SELECTED TEXT>
--
I agree, but what value do you place on the insurance aspect of credit-card payments? There are definitely vendors I only buy from because I know I can call Citibank if they screw me.

2 comments

"Let merchants charge customers the credit transaction fee as a surcharge [1] [2], and let consumers pay to receive the benefits if they so desire. Everyone else can use debit cards now, and instant payments when they arrive in 2023-2024 [3] [4]. If it's transaction insurance customers demand, let them vote with their dollars (versus mandating everyone pay it as a transaction tax)."

Therefore, if you value the insurance, you still should have access to it, but you should pay for it.

Citations above are in my original comment on the topic: https://news.ycombinator.com/item?id=24899057

To add to this, there is a big problem with the current structure of "insurance" as a flat rate for all consumers.

The risk is shared between the business and consumer, as all legitimate businesses still have disputes and I know many consumers who "just disputed a charge" to not pay.

My guess (based on watching data on 2 businesses for 10 years) is that 90% of the risk in the transaction is probably in the consumer (but hard to know for sure).
--
RECORDS SUPPLIED>
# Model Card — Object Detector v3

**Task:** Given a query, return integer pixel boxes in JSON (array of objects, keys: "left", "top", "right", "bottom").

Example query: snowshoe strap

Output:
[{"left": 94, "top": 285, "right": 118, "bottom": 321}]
--
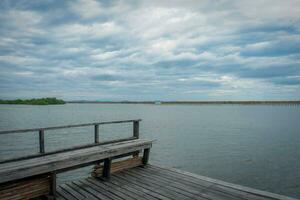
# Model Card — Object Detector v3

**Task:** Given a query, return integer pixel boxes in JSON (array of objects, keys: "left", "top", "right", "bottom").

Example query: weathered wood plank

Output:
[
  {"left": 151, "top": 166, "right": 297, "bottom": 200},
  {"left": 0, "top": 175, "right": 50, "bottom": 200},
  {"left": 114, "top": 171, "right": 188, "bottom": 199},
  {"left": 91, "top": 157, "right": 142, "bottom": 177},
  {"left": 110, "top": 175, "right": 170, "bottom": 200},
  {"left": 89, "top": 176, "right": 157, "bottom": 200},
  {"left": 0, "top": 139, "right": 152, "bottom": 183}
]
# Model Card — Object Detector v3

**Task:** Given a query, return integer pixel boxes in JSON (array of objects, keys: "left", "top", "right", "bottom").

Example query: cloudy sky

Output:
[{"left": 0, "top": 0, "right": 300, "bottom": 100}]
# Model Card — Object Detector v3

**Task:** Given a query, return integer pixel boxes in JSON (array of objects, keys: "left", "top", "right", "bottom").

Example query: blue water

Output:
--
SHORT PROBLEM 1> In the discussion of credit-card fees, what share of the transaction risk does the final commenter guess lies with the consumer?
SHORT PROBLEM 2> Continue the discussion of credit-card fees from the point where it stops.

REPLY 1> About 90%.

REPLY 2>
This makes sense, because right now with a flat rate the "good customers" (who rarely disupte) subsidize the "bad customers" (who dispute a lot).

It would be a bad idea for everyone got the same rate for car insurance, because it would promote bad behavior (since being a bad driver would be subsidized).

Small businesses also get disproportionally hit with this issue. People are less likely to dispute a charge with Amazon (and lose access to its service) than the local store.

So the bulk of the "cost" of insurance here is borne by small businesses and good customers.

How are you going to get people to adopt something that makes them pay a surcharge? Mastercard/Visa are free for the consumer (other than shops that charge for card payment, but they made that illegal in the UK).
See my citations [1] and [2] in the link in my comment you replied to where credit card surcharges charged by merchants are already permitted in the US. If instant payments are free to the customer, but they pay for the credit card transaction, the behavioral economic nudge is obvious.
On a first approximation, I place a negative value. The largest effect of that insurance is enabling the ridiculous security of credit card transactions.

Ignoring that, not much, because credit card companies are hard to deal with and that insurance doesn't even always materialize.